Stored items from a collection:
>> start
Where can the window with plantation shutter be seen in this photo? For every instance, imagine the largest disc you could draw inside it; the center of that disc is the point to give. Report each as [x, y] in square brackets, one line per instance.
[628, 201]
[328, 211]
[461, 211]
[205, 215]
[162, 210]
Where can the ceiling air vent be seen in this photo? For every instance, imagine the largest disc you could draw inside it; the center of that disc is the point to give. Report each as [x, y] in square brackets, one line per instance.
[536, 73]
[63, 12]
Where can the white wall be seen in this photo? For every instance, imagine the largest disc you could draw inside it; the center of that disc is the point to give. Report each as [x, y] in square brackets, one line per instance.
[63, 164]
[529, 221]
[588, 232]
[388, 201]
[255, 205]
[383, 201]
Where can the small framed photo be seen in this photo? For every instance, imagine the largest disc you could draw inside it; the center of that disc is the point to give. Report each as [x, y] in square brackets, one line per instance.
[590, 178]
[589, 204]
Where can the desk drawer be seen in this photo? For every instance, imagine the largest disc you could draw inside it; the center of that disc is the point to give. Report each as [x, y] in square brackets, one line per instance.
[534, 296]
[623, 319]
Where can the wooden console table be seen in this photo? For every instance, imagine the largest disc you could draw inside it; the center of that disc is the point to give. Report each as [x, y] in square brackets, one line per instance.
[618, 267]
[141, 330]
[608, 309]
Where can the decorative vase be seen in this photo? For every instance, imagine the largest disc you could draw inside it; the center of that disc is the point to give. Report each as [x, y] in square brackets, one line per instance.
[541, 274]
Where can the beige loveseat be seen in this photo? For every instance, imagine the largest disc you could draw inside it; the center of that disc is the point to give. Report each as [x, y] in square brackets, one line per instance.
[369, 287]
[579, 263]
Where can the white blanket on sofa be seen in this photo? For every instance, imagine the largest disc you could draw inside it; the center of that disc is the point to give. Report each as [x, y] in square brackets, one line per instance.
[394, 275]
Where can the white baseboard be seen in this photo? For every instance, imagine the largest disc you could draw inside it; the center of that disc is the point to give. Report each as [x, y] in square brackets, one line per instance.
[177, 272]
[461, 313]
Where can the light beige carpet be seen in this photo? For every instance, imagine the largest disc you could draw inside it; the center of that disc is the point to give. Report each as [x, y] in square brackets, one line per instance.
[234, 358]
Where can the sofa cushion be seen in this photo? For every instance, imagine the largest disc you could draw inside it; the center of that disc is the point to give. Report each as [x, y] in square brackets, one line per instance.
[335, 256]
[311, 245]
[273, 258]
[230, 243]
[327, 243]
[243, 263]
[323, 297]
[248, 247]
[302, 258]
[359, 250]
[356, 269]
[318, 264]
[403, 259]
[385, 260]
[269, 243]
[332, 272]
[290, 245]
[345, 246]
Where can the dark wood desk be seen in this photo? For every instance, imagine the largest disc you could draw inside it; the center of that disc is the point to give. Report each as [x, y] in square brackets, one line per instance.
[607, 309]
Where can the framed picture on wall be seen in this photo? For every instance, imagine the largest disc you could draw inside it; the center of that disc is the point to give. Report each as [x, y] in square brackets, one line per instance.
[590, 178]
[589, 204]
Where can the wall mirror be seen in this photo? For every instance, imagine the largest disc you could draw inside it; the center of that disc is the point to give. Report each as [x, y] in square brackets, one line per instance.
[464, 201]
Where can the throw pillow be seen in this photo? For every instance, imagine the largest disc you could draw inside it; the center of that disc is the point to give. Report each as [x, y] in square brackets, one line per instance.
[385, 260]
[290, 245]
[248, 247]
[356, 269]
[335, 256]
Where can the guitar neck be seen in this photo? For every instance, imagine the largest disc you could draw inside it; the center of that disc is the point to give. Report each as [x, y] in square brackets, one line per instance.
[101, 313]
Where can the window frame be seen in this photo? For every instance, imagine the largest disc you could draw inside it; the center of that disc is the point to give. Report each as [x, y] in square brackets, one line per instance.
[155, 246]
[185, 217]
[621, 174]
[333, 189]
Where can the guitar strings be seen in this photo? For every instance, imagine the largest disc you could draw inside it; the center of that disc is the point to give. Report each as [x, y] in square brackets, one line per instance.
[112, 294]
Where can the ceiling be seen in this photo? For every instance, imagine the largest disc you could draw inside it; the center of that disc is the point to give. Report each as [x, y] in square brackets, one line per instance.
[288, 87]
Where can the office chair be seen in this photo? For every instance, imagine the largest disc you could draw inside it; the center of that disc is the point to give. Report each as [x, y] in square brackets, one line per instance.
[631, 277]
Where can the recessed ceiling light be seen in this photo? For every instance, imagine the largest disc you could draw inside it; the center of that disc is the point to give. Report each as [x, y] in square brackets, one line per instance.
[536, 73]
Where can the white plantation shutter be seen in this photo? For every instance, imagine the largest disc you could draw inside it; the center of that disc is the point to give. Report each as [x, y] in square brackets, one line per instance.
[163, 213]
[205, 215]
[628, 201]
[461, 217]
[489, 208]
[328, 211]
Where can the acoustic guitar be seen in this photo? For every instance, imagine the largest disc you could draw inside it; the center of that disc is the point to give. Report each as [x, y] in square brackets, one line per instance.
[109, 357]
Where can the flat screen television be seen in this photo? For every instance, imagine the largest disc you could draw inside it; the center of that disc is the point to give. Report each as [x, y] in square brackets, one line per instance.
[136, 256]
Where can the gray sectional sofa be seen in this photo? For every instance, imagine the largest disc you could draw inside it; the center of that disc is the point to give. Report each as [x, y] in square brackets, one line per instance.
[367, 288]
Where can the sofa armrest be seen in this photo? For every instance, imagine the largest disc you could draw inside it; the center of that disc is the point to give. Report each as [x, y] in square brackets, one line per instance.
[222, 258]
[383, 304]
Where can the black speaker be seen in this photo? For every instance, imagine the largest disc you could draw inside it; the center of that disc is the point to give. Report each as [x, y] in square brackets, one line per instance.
>> end
Short task: All of the material above needs to be copied exactly.

Task solution:
Where can the window with plantation shutter be seen in this photo? For every instance, imagine the largest disc you could draw inside it; the center of that disc is the point to give. Report each as [x, y] in square brackets, one line per instance.
[628, 201]
[328, 211]
[461, 211]
[205, 215]
[162, 210]
Where can the ceiling air vent be seen in this photo? For every instance, imagine the largest disc you could draw inside it; the center of that disc is the point to give. Report each as [x, y] in square brackets, one line per instance.
[536, 73]
[63, 12]
Where can the white wall be seen in this photo? For every instance, imagine the largest disc you could draw inside it; the center of that disc is the point to give. Report each as [x, y] in square brackets, one line per instance.
[63, 164]
[529, 221]
[588, 232]
[388, 201]
[255, 205]
[383, 201]
Where can the small framed photo be seen in this photo? For every instance, imagine the largest disc you could draw inside it; the center of that disc is the point to give. Report each as [x, y] in square brackets, one line per instance.
[590, 178]
[589, 204]
Where can the desk drawer be seen in this photo? For every instance, imagine the largest disc you could draw inside it; the center of that disc is the point to give. Report each as [x, y] in square brackets, one line per instance.
[534, 296]
[623, 319]
Where can the wooden console table be seen in this photo? For every instance, imagine the largest disc you could draw inside it; the center of that disc is the point to give. Report each as [x, y] in square brackets, one line per instance.
[618, 267]
[141, 330]
[608, 309]
Where can the decorative vase be seen in this photo? For every instance, imagine the largest disc you could draw inside it; the center of that disc is the point to give. Report each as [x, y] in square brackets, one line per instance.
[541, 274]
Where can the beige loveseat be seen in this photo? For every instance, imagine the largest disc you could draw inside it; the center of that disc is the point to give. Report each as [x, y] in square brackets, one line per instance.
[369, 287]
[579, 263]
Where can the white blanket on sofa be seen in this photo? For every instance, imagine the largest disc you could draw inside it; the center of that disc is the point to give. Report each as [x, y] in square brackets, one line per instance.
[394, 275]
Where can the white baseboard be seen in this photo? For every instance, imagine the largest disc you could draw inside it; the center of that disc is the point to give. Report each as [x, y] in square brackets, one line per instance.
[177, 272]
[461, 313]
Where can the light beige carpet be seen in this photo? For every instance, imagine the largest disc you could draw inside it; the center of that disc is the point to give. Report each as [x, y] in square brackets, one line per instance.
[234, 358]
Where can the sofa cushion be seen in this photo? For every instance, imagine the largest disc you could draw inside it; the center of that disc is the point to give. Report each as [x, y] in square brackets, one line per instance.
[335, 256]
[311, 245]
[273, 258]
[230, 243]
[327, 243]
[243, 263]
[323, 297]
[248, 247]
[302, 258]
[359, 250]
[356, 269]
[318, 264]
[403, 259]
[385, 260]
[269, 243]
[332, 272]
[290, 245]
[345, 246]
Where can the dark wood desk be seen in this photo? For every instance, imagine the largest disc you could draw inside it; the center of that disc is the point to give. Report each as [x, y] in square brackets, one line per instance.
[607, 309]
Where can the framed picture on wall be seen in this photo? For every instance, imagine the largest disc you could draw inside it; the center of that disc is the point to give. Report each as [x, y] in square brackets, one line per instance.
[590, 178]
[589, 204]
Where can the wall mirror be seen in this photo? For every instance, imagine the largest disc you could draw inside it; the center of that disc is the point to give. Report each as [x, y] in square brackets, one line per instance.
[464, 201]
Where can the throw pillow be seen in this photo? For every instance, imagine the largest disc you could draw inside it; the center of that disc is the point to give. Report each as [x, y] in square brackets, one line per instance.
[385, 260]
[290, 245]
[248, 247]
[356, 269]
[335, 256]
Where can the guitar neck be seen in this photo? For every instance, imagine the largest disc you could draw inside it; the center of that disc is the point to give. Report each as [x, y] in square brackets, one line per instance.
[101, 313]
Where can the window frame be seen in this photo? For every instance, imagine the largest disc you could draw inside it; the center of that disc is the point to give. Report each as [x, y] in square brackets, one line per instance.
[155, 246]
[185, 217]
[621, 174]
[333, 189]
Where can the guitar strings be seen in this photo? For every instance, imagine the largest disc you could draw inside it; the center of that disc is the point to give. Report each as [x, y] in square brackets, one line per instance.
[112, 294]
Where can the ceiling be seen in this photo? For every instance, imagine the largest disc you could draw inside it; the center of that disc is the point to give. Report each as [x, y] in square brackets, one line per instance.
[288, 87]
Where can the office chair be seen in this photo? For every instance, imagine the largest disc you could draw inside it; the center of that disc is the point to give. Report each as [x, y] in square brackets, one line per instance.
[631, 277]
Where can the recessed ceiling light be seen in this photo? For every instance, imagine the largest disc you could draw inside it; the center of that disc is the point to give. Report each as [x, y] in square brackets, one line per instance.
[536, 73]
Where can the white plantation shutter be seen in this photo? For every instance, imagine the largest disc you could draw inside it; the center of that disc is the point to give. Report each as [x, y] in square brackets, one line per instance.
[163, 213]
[205, 215]
[628, 201]
[461, 217]
[489, 208]
[328, 211]
Where can the acoustic guitar be seen in this photo? For every instance, imagine the largest disc you could draw inside it; the center of that disc is the point to give. Report each as [x, y] in square brackets, one line per instance.
[109, 357]
Where can the flat screen television be seen in this photo? For every instance, imagine the largest disc you could draw inside it; the center of that disc is the point to give. Report each as [x, y] in square brackets, one line per instance.
[136, 256]
Where can the gray sectional sofa be seen in this photo? For every instance, imagine the largest disc you could draw inside it; the center of that disc is the point to give. Report each as [x, y] in square brackets, one line per instance.
[367, 288]
Where can the sofa armrest be seen in this photo? For every instance, imagine the largest disc you could draw inside it; the center of that disc is the point to give. Report each as [x, y] in square brackets, one line per instance.
[222, 258]
[383, 304]
Where can the black speaker be seen in this photo? For every instance, imagine the largest disc you could draw inside it; the center of that disc is the point to give. Report each as [x, y] in square brackets, one line per instance.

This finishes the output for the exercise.